-- START Data provided --

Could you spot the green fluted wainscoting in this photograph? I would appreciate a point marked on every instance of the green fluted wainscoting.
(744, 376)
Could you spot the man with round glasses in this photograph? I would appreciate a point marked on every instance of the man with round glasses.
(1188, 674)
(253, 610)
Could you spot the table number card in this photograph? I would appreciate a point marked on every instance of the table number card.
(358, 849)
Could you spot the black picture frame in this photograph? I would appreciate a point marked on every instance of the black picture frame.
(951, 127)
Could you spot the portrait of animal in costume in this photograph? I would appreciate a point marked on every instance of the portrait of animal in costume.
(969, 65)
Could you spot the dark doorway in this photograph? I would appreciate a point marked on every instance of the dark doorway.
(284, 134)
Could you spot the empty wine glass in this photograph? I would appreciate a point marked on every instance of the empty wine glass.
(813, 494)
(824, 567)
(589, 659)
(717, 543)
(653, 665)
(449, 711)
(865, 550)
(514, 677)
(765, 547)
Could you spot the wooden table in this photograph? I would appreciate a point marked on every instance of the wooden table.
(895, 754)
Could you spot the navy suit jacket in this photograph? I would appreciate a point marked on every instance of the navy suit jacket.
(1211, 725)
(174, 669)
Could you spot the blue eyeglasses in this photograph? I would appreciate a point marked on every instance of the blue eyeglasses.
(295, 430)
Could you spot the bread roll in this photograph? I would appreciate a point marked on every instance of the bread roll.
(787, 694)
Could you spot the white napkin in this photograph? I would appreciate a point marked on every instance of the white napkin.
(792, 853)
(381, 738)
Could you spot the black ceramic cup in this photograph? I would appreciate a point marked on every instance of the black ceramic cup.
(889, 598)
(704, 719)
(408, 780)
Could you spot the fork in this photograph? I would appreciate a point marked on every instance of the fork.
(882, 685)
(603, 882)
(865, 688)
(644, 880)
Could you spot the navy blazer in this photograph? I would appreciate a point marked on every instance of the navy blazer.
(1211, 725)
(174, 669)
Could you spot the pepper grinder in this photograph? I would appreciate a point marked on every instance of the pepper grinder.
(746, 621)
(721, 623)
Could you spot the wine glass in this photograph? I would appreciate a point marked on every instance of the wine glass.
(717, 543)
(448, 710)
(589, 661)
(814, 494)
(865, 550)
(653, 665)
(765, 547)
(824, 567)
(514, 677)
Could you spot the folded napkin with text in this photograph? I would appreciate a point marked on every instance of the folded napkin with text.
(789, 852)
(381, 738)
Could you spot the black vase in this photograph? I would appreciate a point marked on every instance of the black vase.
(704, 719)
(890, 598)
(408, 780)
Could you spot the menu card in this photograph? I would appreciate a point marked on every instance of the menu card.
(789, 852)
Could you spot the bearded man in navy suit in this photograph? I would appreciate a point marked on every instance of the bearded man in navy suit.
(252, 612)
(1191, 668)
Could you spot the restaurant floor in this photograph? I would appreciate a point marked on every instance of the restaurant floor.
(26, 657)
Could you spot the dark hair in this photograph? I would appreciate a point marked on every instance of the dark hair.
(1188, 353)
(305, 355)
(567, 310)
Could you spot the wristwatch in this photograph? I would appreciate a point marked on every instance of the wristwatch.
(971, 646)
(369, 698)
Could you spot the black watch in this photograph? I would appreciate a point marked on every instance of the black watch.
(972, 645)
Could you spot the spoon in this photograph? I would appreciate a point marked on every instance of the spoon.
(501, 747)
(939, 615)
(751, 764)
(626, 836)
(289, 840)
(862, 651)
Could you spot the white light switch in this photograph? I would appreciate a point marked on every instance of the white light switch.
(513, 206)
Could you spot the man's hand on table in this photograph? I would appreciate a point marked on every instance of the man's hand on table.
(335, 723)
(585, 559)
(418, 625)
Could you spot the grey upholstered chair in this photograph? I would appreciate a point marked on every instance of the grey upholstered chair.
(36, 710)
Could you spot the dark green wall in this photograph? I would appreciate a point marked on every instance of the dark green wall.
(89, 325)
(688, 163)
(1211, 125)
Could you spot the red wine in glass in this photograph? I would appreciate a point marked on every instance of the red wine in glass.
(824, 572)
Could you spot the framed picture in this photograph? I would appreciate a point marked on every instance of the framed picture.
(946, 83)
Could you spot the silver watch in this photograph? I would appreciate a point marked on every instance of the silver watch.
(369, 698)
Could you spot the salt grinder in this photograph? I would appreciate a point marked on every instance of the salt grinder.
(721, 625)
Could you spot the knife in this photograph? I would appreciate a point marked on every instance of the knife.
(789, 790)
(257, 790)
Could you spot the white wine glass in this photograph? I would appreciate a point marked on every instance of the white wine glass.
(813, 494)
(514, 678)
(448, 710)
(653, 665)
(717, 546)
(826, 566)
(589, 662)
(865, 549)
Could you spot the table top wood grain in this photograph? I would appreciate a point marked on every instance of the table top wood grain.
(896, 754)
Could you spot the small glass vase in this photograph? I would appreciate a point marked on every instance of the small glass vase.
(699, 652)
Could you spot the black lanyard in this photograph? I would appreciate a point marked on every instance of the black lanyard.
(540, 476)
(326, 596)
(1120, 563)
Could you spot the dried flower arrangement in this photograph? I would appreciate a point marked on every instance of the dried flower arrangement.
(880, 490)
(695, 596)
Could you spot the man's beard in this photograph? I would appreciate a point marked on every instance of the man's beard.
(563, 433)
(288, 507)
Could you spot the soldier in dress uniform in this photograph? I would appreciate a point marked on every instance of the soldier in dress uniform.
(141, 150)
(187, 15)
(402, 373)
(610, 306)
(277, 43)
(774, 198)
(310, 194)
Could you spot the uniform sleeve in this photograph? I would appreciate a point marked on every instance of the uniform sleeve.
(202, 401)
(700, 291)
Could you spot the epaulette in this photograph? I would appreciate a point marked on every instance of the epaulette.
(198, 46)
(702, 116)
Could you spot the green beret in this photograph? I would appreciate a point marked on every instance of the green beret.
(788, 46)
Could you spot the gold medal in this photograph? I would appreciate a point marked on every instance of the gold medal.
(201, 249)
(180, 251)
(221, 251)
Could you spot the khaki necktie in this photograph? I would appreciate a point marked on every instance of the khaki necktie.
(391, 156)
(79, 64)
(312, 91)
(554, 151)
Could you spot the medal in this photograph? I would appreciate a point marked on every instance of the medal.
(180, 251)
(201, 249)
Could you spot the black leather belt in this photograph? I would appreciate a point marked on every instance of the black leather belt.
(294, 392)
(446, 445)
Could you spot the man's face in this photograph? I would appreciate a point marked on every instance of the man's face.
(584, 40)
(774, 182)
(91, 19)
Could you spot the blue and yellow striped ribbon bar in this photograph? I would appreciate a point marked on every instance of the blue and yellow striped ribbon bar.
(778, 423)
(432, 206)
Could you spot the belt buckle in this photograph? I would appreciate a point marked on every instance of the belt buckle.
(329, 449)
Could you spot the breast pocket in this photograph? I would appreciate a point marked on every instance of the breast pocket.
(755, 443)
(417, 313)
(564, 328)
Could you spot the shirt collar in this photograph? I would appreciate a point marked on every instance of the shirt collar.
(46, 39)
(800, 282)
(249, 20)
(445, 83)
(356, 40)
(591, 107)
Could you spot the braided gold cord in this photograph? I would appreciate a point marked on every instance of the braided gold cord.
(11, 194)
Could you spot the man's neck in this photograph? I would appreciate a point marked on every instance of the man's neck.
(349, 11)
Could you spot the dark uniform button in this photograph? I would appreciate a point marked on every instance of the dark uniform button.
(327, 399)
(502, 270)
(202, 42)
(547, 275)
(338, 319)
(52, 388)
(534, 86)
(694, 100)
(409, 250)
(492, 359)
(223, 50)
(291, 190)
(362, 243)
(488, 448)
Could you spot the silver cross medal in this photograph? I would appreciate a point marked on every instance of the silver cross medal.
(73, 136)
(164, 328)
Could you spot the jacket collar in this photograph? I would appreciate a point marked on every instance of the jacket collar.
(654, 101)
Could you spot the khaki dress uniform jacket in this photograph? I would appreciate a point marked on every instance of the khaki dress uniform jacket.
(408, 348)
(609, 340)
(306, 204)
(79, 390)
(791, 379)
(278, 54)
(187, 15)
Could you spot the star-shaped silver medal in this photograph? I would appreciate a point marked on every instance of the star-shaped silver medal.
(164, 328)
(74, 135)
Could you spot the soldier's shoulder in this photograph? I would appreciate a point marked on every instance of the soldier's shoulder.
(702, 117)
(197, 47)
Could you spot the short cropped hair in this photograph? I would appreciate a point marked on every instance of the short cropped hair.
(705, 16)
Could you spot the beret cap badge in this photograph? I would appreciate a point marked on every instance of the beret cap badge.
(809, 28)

-- END Data provided --

◆ Directions:
Starting with the line that contains "Could you spot the silver cross", return each line through the last one of the data above, exactly as written and nothing more.

◆ Solution:
Could you spot the silver cross medal in this photograph? I would appreciate a point marked on every instance of the silver cross medal.
(73, 136)
(164, 328)
Could you spot the jacket collar in this photograph? I would appreciate a point marked on every instance of the jacket collar.
(654, 101)
Could you spot the khaki dress uniform jacket in this photograph? I would appreciate a point marked on every instance of the khaki dress uniform jacket.
(408, 348)
(609, 340)
(306, 204)
(79, 390)
(791, 379)
(278, 54)
(187, 15)
Could you spot the star-shaped silver medal in this photograph? I would appreciate a point marked on every instance of the star-shaped silver medal.
(164, 328)
(74, 135)
Could you spot the soldier's shoulder in this photograph? I would appreciate a point marked on every instance of the soldier's shoulder.
(702, 117)
(197, 47)
Could you spot the short cropped hair in this photograph? I would appreciate a point marked on every instance of the short cropped hair.
(705, 16)
Could you spot the beret cap badge in this photograph? I would appreciate a point marked on every instance of the beret cap badge.
(809, 28)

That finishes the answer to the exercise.